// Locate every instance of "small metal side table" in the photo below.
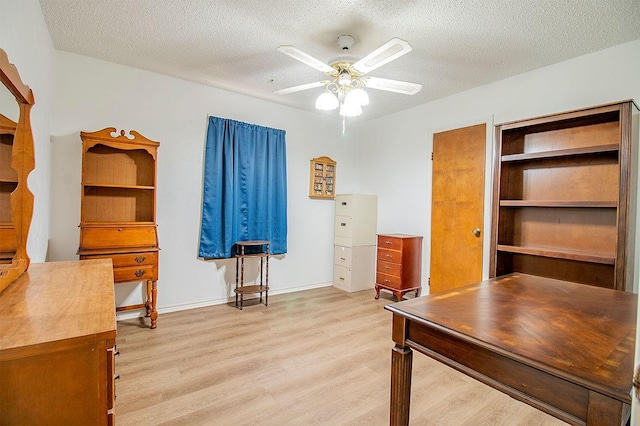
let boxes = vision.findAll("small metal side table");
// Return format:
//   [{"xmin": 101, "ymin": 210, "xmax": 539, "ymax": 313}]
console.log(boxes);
[{"xmin": 234, "ymin": 240, "xmax": 269, "ymax": 310}]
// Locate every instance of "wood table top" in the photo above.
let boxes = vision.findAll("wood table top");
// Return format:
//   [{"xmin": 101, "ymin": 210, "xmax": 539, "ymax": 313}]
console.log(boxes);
[{"xmin": 386, "ymin": 273, "xmax": 637, "ymax": 399}]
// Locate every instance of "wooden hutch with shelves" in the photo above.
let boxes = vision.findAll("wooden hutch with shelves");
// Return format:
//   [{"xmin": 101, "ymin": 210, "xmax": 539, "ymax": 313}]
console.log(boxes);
[
  {"xmin": 0, "ymin": 114, "xmax": 18, "ymax": 263},
  {"xmin": 309, "ymin": 157, "xmax": 336, "ymax": 200},
  {"xmin": 78, "ymin": 128, "xmax": 160, "ymax": 328},
  {"xmin": 490, "ymin": 101, "xmax": 638, "ymax": 291}
]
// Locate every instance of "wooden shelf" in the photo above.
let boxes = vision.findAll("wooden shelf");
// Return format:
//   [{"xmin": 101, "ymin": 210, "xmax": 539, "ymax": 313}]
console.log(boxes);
[
  {"xmin": 84, "ymin": 183, "xmax": 156, "ymax": 190},
  {"xmin": 234, "ymin": 253, "xmax": 269, "ymax": 258},
  {"xmin": 309, "ymin": 157, "xmax": 336, "ymax": 200},
  {"xmin": 489, "ymin": 101, "xmax": 640, "ymax": 291},
  {"xmin": 497, "ymin": 244, "xmax": 615, "ymax": 265},
  {"xmin": 501, "ymin": 144, "xmax": 620, "ymax": 162},
  {"xmin": 500, "ymin": 200, "xmax": 618, "ymax": 209}
]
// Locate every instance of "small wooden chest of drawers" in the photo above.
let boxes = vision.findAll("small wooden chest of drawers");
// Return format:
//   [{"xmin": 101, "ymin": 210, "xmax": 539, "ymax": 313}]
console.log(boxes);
[
  {"xmin": 78, "ymin": 247, "xmax": 159, "ymax": 328},
  {"xmin": 375, "ymin": 234, "xmax": 422, "ymax": 300}
]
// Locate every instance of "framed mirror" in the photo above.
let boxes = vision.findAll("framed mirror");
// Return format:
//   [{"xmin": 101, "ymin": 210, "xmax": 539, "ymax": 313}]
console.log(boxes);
[{"xmin": 0, "ymin": 49, "xmax": 35, "ymax": 292}]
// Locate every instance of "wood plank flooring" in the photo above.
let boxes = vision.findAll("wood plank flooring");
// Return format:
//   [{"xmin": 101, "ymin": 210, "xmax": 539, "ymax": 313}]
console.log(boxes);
[{"xmin": 116, "ymin": 287, "xmax": 565, "ymax": 426}]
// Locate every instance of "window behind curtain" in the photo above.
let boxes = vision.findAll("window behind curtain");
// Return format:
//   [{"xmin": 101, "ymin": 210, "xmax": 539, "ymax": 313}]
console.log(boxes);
[{"xmin": 199, "ymin": 117, "xmax": 287, "ymax": 259}]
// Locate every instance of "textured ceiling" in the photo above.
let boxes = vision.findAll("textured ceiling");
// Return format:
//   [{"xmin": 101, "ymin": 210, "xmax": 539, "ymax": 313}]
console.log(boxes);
[{"xmin": 40, "ymin": 0, "xmax": 640, "ymax": 121}]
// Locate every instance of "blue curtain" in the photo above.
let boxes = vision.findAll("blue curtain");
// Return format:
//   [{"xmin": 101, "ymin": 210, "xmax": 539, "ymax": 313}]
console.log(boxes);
[{"xmin": 199, "ymin": 117, "xmax": 287, "ymax": 259}]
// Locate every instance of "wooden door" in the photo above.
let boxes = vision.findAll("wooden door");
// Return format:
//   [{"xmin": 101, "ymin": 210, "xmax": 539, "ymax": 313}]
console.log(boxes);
[{"xmin": 429, "ymin": 124, "xmax": 486, "ymax": 293}]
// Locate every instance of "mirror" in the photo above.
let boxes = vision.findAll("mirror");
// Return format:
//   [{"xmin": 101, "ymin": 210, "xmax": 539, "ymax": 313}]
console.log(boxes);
[{"xmin": 0, "ymin": 49, "xmax": 35, "ymax": 292}]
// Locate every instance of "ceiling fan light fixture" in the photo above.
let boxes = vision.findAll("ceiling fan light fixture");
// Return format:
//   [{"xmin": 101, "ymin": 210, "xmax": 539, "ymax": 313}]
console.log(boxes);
[
  {"xmin": 340, "ymin": 102, "xmax": 362, "ymax": 117},
  {"xmin": 345, "ymin": 87, "xmax": 369, "ymax": 106},
  {"xmin": 316, "ymin": 91, "xmax": 340, "ymax": 111},
  {"xmin": 338, "ymin": 71, "xmax": 351, "ymax": 86}
]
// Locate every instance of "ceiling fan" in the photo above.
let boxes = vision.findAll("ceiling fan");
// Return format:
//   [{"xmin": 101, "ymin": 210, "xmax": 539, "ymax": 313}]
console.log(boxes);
[{"xmin": 274, "ymin": 35, "xmax": 422, "ymax": 117}]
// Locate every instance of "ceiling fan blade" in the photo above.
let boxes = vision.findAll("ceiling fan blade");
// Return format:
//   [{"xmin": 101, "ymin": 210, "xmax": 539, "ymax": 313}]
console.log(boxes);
[
  {"xmin": 351, "ymin": 38, "xmax": 412, "ymax": 74},
  {"xmin": 362, "ymin": 77, "xmax": 422, "ymax": 95},
  {"xmin": 273, "ymin": 80, "xmax": 329, "ymax": 95},
  {"xmin": 278, "ymin": 46, "xmax": 336, "ymax": 74}
]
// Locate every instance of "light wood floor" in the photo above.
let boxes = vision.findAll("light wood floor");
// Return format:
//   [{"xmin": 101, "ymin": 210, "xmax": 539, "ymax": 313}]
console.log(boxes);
[{"xmin": 116, "ymin": 287, "xmax": 564, "ymax": 426}]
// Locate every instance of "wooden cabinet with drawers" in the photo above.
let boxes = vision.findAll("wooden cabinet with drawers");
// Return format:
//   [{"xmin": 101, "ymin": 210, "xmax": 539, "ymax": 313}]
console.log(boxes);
[
  {"xmin": 375, "ymin": 234, "xmax": 422, "ymax": 301},
  {"xmin": 78, "ymin": 128, "xmax": 160, "ymax": 328}
]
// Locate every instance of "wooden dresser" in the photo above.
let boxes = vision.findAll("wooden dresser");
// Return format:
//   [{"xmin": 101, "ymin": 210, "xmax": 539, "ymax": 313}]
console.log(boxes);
[
  {"xmin": 0, "ymin": 260, "xmax": 116, "ymax": 425},
  {"xmin": 375, "ymin": 234, "xmax": 422, "ymax": 300}
]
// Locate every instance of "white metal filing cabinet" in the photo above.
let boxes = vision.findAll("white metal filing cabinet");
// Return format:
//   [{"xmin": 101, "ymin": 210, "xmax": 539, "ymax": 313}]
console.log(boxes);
[{"xmin": 333, "ymin": 194, "xmax": 378, "ymax": 293}]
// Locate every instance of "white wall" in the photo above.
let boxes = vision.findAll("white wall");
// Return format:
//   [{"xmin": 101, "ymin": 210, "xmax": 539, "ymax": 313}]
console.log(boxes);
[
  {"xmin": 357, "ymin": 40, "xmax": 640, "ymax": 294},
  {"xmin": 50, "ymin": 52, "xmax": 355, "ymax": 312},
  {"xmin": 0, "ymin": 0, "xmax": 53, "ymax": 262}
]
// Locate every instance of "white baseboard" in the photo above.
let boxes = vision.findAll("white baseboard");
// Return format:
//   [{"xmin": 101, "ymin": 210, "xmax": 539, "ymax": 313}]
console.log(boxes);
[{"xmin": 116, "ymin": 282, "xmax": 333, "ymax": 321}]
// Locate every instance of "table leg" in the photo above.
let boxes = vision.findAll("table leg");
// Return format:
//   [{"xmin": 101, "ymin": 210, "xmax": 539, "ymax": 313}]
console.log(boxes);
[
  {"xmin": 150, "ymin": 280, "xmax": 158, "ymax": 328},
  {"xmin": 389, "ymin": 345, "xmax": 413, "ymax": 426}
]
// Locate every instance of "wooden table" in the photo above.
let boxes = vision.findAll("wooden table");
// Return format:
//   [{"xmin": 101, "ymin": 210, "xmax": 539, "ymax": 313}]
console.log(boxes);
[
  {"xmin": 234, "ymin": 240, "xmax": 269, "ymax": 310},
  {"xmin": 0, "ymin": 259, "xmax": 116, "ymax": 425},
  {"xmin": 386, "ymin": 273, "xmax": 637, "ymax": 425}
]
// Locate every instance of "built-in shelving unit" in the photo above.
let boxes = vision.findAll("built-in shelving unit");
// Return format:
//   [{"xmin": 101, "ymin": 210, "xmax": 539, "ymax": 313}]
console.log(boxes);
[{"xmin": 490, "ymin": 101, "xmax": 638, "ymax": 290}]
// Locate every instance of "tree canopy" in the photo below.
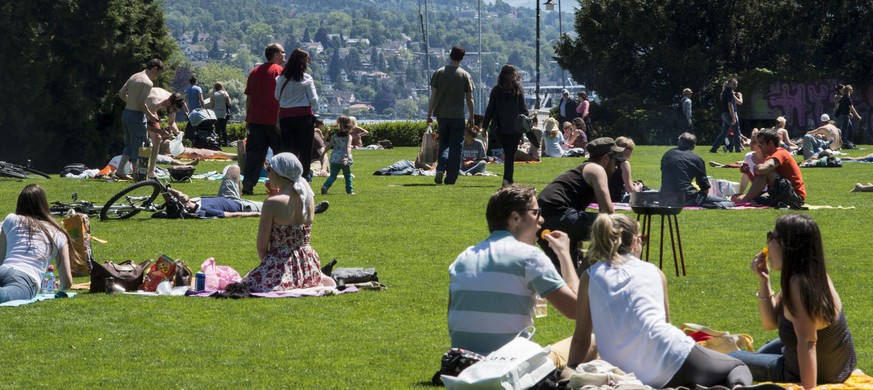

*STATED PROBLEM*
Pull out every line of the lines above that contains the string "plank", and note that case counts.

*ANSWER FOR THE TASK*
// Locate every instance of "wood plank flooring" in the photo above.
let boxes = vision.findAll("wood plank flooring");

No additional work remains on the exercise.